> [PAGE TEXT]
········
In re Graham, No. 11-01073 (SBB), 2011 WL 2694146 (Bankr. D. Colo. Jul. 11, 2011) Background:  A creditor brought an adversary proceeding to prevent the debtor from discharging a debt arising from a fight at a baseball game that led to the debtor pleading guilty to second degree assault and (after a lengthy civil litigation) entering into a settlement with the creditor.  The creditor alleged that the debt was nondischargeable under section 523(a)(6) of the Bankruptcy Code because it arose as a result of “willful and malicious injury.”  The debtor claimed he was acting in self defense.  Thus, the bankruptcy court had to decide whether under Colorado State law a guilty plea to second degree assault “has the consequence of waiving the affirmative defense of self-defense.”Stern Impact:  In a footnote, the court noted that the Supreme Court’s ruling in Stern may put into doubt its authority to rule on the affirmative defense issue because it emanates from an interpretation of Colorado civil tort law and criminal law.  The court stated, however, that it believed it could rule because the underlying state matter had been fully litigated and the court was dealing “only with the question of dischargeability.”
········
> [WRITTEN PROBLEM]
Reproduce the In re Graham summary in full, word for word. Base your answers solely on the In re Graham summary above.

> [DATASET ROWS]
········
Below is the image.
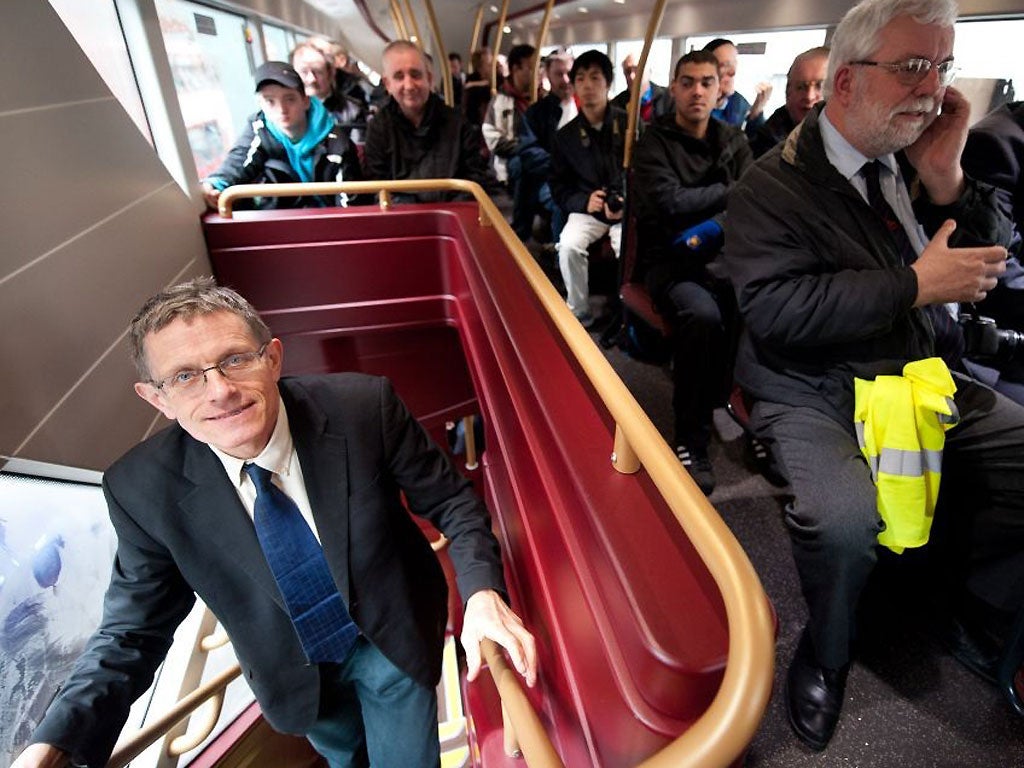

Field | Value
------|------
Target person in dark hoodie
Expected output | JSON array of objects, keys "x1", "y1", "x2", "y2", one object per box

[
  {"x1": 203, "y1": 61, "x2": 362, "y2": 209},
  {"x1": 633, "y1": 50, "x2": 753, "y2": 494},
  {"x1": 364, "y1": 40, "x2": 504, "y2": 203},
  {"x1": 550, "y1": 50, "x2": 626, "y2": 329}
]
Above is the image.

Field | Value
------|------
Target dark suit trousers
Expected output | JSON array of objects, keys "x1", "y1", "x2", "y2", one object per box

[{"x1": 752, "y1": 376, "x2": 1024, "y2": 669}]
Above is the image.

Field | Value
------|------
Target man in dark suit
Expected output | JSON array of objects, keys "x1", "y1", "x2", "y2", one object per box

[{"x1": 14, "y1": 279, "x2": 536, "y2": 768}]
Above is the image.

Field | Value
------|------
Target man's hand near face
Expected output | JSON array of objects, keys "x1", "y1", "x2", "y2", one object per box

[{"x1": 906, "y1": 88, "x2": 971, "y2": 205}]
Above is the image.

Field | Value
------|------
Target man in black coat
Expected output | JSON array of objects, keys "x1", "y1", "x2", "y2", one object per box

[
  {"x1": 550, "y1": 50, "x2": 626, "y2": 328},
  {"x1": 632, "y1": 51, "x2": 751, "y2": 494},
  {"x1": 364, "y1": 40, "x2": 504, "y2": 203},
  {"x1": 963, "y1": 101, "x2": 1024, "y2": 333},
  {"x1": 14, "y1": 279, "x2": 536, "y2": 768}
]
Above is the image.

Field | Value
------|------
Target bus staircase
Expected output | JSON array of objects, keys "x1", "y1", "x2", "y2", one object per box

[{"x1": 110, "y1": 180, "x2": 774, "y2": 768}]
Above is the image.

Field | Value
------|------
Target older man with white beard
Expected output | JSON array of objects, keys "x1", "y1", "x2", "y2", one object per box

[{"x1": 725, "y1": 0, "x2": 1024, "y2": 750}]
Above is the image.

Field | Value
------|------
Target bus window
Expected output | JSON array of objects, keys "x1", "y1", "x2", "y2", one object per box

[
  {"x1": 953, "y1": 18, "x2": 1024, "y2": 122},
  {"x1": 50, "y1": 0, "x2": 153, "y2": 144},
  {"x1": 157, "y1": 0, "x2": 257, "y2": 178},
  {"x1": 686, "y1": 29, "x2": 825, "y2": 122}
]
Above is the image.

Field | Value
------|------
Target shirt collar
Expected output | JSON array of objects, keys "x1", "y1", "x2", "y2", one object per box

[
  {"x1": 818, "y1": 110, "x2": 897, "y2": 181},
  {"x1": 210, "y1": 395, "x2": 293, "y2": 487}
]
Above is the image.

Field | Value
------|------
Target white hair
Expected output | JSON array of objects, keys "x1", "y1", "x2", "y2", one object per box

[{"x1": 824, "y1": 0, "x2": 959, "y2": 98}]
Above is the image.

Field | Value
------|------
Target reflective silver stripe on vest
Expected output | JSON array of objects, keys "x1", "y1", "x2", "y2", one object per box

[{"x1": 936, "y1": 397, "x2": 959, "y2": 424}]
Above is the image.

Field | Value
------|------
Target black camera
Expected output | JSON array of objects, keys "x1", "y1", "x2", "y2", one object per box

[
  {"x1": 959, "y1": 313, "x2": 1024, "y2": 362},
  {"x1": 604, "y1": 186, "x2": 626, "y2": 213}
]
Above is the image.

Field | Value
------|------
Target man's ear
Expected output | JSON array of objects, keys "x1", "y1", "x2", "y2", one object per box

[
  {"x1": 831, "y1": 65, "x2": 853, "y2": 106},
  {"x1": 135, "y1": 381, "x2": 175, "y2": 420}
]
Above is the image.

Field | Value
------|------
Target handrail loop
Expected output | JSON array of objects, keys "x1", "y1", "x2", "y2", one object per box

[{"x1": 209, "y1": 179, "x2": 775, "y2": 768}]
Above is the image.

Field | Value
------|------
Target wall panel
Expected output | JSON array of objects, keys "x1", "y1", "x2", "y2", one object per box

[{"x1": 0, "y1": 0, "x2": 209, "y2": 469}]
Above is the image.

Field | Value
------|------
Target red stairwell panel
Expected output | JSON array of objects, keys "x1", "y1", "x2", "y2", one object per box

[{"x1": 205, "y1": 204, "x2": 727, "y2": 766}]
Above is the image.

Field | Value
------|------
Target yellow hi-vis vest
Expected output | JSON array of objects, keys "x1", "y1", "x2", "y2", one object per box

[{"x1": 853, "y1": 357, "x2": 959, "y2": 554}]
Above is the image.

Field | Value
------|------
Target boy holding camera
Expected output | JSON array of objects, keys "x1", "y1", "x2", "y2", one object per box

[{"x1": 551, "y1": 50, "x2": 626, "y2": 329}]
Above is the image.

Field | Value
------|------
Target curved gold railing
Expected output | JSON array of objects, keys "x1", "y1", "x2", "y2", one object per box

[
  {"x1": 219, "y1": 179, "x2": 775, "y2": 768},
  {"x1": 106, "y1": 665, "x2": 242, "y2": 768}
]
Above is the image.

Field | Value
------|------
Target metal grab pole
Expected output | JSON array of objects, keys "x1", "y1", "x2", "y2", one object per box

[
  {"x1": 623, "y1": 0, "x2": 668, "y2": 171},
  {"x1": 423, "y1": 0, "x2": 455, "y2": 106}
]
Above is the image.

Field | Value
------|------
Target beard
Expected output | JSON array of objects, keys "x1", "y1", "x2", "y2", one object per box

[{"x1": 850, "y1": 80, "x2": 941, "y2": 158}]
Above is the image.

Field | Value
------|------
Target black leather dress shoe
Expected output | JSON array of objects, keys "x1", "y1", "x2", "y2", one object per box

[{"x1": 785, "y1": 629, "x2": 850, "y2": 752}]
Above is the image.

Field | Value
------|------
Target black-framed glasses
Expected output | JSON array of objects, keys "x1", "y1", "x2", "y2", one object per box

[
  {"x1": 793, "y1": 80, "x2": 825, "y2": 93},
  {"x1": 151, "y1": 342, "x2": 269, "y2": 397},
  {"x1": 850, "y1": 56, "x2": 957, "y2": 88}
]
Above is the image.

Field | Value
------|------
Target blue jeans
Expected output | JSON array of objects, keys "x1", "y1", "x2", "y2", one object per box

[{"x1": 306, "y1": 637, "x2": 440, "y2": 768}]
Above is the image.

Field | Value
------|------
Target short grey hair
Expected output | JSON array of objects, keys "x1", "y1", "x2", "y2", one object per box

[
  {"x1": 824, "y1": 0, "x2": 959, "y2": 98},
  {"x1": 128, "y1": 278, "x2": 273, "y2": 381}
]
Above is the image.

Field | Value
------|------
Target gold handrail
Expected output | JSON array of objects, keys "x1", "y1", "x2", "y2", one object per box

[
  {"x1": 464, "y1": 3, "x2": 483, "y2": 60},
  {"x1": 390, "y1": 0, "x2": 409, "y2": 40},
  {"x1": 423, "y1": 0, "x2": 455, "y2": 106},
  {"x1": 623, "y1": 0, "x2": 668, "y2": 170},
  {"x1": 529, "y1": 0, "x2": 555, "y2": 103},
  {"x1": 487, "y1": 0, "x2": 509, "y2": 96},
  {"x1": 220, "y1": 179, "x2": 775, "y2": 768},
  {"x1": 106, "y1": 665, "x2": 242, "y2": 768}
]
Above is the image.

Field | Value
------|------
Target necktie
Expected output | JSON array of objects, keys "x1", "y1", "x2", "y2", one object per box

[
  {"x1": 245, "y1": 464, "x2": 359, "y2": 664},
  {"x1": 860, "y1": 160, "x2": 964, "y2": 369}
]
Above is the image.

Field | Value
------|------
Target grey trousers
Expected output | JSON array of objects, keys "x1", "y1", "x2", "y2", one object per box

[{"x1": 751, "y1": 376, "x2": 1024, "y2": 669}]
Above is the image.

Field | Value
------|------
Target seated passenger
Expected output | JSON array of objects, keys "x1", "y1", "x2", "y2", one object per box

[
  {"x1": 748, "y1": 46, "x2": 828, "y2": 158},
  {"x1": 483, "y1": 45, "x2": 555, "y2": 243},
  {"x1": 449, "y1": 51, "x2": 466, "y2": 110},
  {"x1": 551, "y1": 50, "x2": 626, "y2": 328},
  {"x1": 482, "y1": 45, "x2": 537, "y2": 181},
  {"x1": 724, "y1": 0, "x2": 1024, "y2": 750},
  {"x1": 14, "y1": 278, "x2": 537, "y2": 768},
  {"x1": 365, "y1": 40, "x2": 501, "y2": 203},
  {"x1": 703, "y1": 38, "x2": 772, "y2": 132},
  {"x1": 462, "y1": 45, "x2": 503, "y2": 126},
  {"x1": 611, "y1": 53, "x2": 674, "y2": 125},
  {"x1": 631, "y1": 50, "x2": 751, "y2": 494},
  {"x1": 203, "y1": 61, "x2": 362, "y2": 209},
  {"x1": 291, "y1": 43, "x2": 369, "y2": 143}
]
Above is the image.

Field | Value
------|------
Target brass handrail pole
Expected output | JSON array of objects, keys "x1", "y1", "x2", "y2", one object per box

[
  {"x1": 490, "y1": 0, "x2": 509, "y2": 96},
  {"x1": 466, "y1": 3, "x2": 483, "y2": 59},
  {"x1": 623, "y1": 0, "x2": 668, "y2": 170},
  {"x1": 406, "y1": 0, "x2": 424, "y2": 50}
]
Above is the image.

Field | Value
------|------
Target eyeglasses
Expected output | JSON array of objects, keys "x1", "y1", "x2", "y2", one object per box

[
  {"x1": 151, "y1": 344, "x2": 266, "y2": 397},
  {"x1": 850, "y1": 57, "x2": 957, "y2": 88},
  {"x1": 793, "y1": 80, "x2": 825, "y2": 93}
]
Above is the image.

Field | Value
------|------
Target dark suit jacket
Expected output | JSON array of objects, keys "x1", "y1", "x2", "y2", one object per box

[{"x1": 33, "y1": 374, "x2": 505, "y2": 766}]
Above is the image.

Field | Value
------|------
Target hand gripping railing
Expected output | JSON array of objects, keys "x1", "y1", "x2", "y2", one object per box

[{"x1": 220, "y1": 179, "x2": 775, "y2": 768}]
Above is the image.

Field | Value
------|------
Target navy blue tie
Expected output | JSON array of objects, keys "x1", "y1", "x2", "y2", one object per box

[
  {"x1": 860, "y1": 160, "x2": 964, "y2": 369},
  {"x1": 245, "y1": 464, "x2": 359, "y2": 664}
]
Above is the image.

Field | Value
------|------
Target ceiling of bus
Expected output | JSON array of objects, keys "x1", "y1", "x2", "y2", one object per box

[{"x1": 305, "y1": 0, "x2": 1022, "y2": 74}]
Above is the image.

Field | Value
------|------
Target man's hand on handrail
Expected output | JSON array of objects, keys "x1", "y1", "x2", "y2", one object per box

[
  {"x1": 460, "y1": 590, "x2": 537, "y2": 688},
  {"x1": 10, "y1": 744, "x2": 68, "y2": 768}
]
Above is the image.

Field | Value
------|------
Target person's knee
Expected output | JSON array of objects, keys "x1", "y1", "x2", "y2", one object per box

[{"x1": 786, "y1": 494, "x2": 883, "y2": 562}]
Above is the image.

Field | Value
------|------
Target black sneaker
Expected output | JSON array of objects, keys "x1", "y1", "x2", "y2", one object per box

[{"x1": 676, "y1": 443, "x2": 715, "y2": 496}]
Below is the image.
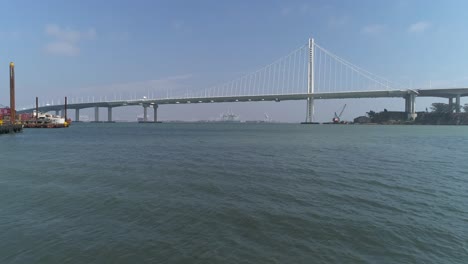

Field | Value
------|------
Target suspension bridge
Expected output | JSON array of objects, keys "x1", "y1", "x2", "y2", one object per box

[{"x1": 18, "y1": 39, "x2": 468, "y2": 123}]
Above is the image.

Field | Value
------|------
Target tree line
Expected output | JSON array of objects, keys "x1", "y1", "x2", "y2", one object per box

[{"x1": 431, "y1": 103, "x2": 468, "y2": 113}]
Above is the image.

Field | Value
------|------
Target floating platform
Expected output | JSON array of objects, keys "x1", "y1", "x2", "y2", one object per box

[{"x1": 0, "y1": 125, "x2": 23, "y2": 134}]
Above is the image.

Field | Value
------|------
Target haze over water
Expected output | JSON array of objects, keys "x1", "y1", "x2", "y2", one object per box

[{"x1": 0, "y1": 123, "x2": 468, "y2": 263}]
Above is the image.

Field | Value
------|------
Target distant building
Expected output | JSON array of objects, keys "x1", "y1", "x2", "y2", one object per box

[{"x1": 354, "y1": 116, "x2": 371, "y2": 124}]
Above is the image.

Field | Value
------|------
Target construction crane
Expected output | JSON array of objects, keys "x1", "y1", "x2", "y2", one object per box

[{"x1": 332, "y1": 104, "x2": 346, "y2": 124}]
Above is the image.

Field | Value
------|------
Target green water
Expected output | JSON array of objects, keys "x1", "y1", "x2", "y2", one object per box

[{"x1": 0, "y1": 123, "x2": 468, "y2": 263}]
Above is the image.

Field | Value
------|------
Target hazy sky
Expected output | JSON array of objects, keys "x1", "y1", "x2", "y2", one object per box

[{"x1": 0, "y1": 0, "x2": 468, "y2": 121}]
········
> [COMPLETE ANSWER]
In re Graham, No. 11-01073 (SBB), 2011 WL 2694146 (Bankr. D. Colo. Jul. 11, 2011) Background:  A creditor brought an adversary proceeding to prevent the debtor from discharging a debt arising from a fight at a baseball game that led to the debtor pleading guilty to second degree assault and (after a lengthy civil litigation) entering into a settlement with the creditor.  The creditor alleged that the debt was nondischargeable under section 523(a)(6) of the Bankruptcy Code because it arose as a result of “willful and malicious injury.”  The debtor claimed he was acting in self defense.  Thus, the bankruptcy court had to decide whether under Colorado State law a guilty plea to second degree assault “has the consequence of waiving the affirmative defense of self-defense.”Stern Impact:  In a footnote, the court noted that the Supreme Court’s ruling in Stern may put into doubt its authority to rule on the affirmative defense issue because it emanates from an interpretation of Colorado civil tort law and criminal law.  The court stated, however, that it believed it could rule because the underlying state matter had been fully litigated and the court was dealing “only with the question of dischargeability.”